YOUR ASSIGNMENT
With no addition or omission, return the entries below.

Records excerpted from a collection
^^^^^^^^^^^^^^^^

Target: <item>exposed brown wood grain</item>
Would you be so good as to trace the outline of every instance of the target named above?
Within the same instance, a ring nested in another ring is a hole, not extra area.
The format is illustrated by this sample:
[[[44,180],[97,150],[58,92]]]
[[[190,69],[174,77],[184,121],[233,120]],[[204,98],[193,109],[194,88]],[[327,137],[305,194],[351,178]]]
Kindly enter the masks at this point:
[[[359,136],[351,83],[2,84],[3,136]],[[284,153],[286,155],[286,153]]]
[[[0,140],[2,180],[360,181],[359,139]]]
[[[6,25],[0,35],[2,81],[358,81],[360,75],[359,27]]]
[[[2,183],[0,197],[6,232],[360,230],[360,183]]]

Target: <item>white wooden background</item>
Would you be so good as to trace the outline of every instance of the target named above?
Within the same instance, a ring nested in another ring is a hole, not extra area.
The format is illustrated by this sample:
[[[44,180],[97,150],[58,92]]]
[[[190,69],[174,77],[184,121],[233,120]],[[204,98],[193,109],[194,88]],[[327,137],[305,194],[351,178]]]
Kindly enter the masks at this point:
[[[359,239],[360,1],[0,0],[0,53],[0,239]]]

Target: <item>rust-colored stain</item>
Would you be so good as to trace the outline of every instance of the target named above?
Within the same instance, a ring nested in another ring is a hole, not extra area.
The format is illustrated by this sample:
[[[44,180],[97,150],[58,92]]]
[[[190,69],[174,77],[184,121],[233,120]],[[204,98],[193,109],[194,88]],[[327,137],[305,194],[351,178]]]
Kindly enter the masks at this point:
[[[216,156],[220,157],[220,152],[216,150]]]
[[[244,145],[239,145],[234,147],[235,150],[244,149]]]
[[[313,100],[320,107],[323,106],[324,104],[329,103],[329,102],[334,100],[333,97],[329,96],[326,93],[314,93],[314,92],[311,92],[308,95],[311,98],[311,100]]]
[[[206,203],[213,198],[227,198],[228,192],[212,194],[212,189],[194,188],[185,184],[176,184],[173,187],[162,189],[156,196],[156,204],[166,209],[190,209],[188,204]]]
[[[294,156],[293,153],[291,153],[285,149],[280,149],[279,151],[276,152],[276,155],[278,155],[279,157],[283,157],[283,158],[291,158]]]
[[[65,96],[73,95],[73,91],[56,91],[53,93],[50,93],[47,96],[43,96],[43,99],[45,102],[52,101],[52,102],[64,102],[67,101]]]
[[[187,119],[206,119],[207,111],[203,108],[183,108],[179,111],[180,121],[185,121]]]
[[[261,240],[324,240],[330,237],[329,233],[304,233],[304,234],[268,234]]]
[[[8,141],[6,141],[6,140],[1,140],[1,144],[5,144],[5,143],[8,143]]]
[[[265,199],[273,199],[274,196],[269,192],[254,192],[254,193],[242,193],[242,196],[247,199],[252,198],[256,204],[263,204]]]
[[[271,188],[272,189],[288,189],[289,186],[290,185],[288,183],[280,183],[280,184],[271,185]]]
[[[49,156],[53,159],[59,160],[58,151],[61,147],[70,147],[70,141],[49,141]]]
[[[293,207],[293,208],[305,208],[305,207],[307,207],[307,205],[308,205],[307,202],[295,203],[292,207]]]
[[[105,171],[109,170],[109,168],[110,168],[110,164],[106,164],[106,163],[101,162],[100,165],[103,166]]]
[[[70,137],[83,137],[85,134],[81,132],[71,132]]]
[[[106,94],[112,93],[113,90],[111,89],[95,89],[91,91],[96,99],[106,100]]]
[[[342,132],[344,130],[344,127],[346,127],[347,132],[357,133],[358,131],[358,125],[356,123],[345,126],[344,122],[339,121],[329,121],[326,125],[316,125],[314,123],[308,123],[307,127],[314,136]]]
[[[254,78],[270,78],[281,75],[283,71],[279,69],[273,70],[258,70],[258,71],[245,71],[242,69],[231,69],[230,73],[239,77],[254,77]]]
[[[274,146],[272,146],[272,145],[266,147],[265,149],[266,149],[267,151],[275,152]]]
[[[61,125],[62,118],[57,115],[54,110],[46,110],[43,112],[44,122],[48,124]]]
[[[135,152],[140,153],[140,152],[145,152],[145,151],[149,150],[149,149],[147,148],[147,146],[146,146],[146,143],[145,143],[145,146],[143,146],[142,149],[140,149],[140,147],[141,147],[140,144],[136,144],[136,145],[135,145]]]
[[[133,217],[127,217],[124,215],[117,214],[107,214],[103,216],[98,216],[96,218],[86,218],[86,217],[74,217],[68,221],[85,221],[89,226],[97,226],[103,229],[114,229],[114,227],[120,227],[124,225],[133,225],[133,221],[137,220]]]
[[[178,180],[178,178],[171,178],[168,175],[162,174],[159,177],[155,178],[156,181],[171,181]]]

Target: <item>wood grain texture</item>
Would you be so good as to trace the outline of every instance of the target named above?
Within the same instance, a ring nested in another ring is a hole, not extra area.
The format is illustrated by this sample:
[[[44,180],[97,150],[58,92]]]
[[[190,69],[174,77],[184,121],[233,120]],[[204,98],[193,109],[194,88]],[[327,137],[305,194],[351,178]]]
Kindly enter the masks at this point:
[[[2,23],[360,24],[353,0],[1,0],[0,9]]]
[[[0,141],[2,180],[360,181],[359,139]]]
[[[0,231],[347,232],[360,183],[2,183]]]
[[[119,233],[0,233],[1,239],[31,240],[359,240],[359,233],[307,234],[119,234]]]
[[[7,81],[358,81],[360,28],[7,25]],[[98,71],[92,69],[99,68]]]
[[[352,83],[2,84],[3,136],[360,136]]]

^^^^^^^^^^^^^^^^

WRITTEN REPLY
Target: <item>exposed brown wood grain</item>
Would you be so good as to trace the outline of every instance of the target named above?
Within the same instance, a ring nested in another ring is a hole, not extra area.
The format is illustrated by this sample:
[[[44,180],[97,150],[58,92]]]
[[[190,69],[174,77],[184,121],[233,120]],[[204,98],[193,109],[194,88]],[[327,137],[305,194],[351,178]]]
Kindly enter the masks at this point:
[[[359,136],[351,83],[2,84],[3,136]],[[284,153],[286,155],[286,153]]]
[[[0,140],[2,180],[360,181],[359,139]]]
[[[6,25],[0,35],[2,81],[358,81],[360,75],[359,27]]]
[[[2,183],[0,197],[6,232],[360,230],[360,183]]]

Target: <item>white wooden background</item>
Would you be so good as to trace the outline of every instance of the target named above?
Within the same instance, a ring nested in another ring is a hole, not extra area.
The format is illustrated by this sample:
[[[44,180],[97,150],[58,92]]]
[[[190,69],[174,77],[184,121],[233,120]],[[204,98],[193,109],[194,88]],[[327,137],[305,194],[351,178]]]
Kindly enter the masks at this point:
[[[359,239],[360,1],[0,0],[0,53],[0,239]]]

Target: <item>rust-colored stain</item>
Would you be so good as to trace the outline of every instance of the target named above?
Within the same instance, a ring nested in another ring is a hole, not extra area.
The format is illustrated by this sample:
[[[44,180],[97,150],[58,92]]]
[[[190,69],[174,77],[184,121],[233,120]],[[204,98],[193,109],[194,88]],[[327,137],[305,194],[351,178]]]
Kindly enter the masks at this point:
[[[216,156],[220,157],[220,152],[216,150]]]
[[[244,145],[239,145],[234,147],[235,150],[244,149]]]
[[[313,100],[320,107],[323,106],[324,104],[329,103],[329,102],[334,100],[333,97],[329,96],[326,93],[314,93],[314,92],[311,92],[308,95],[311,98],[311,100]]]
[[[206,203],[213,198],[227,198],[228,192],[212,194],[212,189],[194,188],[185,184],[176,184],[173,187],[162,189],[156,196],[156,204],[166,209],[190,209],[188,204]]]
[[[294,156],[293,153],[291,153],[285,149],[280,149],[279,151],[276,152],[276,155],[278,155],[279,157],[283,157],[283,158],[291,158]]]
[[[65,96],[73,95],[73,91],[56,91],[53,93],[50,93],[47,96],[43,96],[43,99],[45,102],[52,101],[52,102],[64,102],[67,101]]]
[[[187,119],[206,119],[207,111],[203,108],[183,108],[179,111],[180,121],[185,121]]]
[[[261,240],[324,240],[330,237],[329,233],[304,233],[304,234],[268,234]]]
[[[8,141],[6,141],[6,140],[1,140],[1,144],[5,144],[5,143],[8,143]]]
[[[265,199],[273,199],[274,196],[269,192],[254,192],[254,193],[242,193],[242,196],[247,199],[252,198],[256,204],[263,204]]]
[[[271,188],[272,189],[288,189],[289,186],[290,185],[288,183],[280,183],[280,184],[271,185]]]
[[[49,156],[53,159],[59,160],[58,151],[61,147],[70,147],[70,141],[49,141]]]
[[[293,207],[293,208],[305,208],[305,207],[307,207],[307,205],[308,205],[307,202],[295,203],[292,207]]]
[[[105,171],[109,170],[109,168],[110,168],[110,164],[106,164],[106,163],[101,162],[100,165],[103,166]]]
[[[70,137],[83,137],[85,134],[81,132],[71,132]]]
[[[106,94],[112,93],[113,90],[111,89],[95,89],[91,91],[96,99],[106,100]]]
[[[342,132],[344,130],[344,127],[346,127],[347,132],[357,133],[358,131],[358,125],[356,123],[345,126],[344,122],[339,121],[329,121],[326,125],[316,125],[314,123],[308,123],[307,127],[314,136]]]
[[[254,78],[270,78],[281,75],[283,71],[279,69],[273,70],[258,70],[258,71],[245,71],[242,69],[231,69],[230,73],[239,77],[254,77]]]
[[[274,146],[272,146],[272,145],[266,147],[265,149],[266,149],[267,151],[275,152]]]
[[[61,125],[62,118],[57,115],[54,110],[46,110],[43,112],[44,122],[48,124]]]
[[[135,152],[140,153],[140,152],[145,152],[145,151],[149,150],[149,149],[147,148],[147,146],[146,146],[146,143],[145,143],[145,146],[143,146],[142,149],[140,149],[140,147],[141,147],[140,144],[136,144],[136,145],[135,145]]]
[[[133,217],[127,217],[124,215],[117,214],[107,214],[103,216],[98,216],[96,218],[86,218],[86,217],[74,217],[68,221],[85,221],[89,226],[97,226],[103,229],[114,229],[114,227],[120,227],[124,225],[133,225],[133,221],[137,220]]]
[[[178,180],[178,178],[171,178],[168,175],[162,174],[159,177],[155,178],[156,181],[171,181]]]

Target: <item>wood grain texture</item>
Would you be so good as to trace the outline of every instance of the target named above?
Within the same instance, a ring nested in another ring is a hole, not extra area.
The format is illustrated by this sample:
[[[44,180],[97,150],[58,92]]]
[[[190,69],[174,77],[184,121],[233,120]],[[204,98],[193,109],[194,88]],[[327,137],[305,194],[351,178]]]
Kindly enter the masks at this point:
[[[2,23],[360,24],[353,0],[1,0],[0,9]]]
[[[0,141],[2,180],[360,181],[359,139]]]
[[[0,231],[347,232],[360,183],[2,183]]]
[[[119,233],[0,233],[1,239],[31,240],[359,240],[359,233],[307,234],[119,234]]]
[[[7,81],[358,81],[360,28],[7,25]],[[98,71],[92,69],[99,68]]]
[[[352,83],[2,84],[3,136],[360,136]]]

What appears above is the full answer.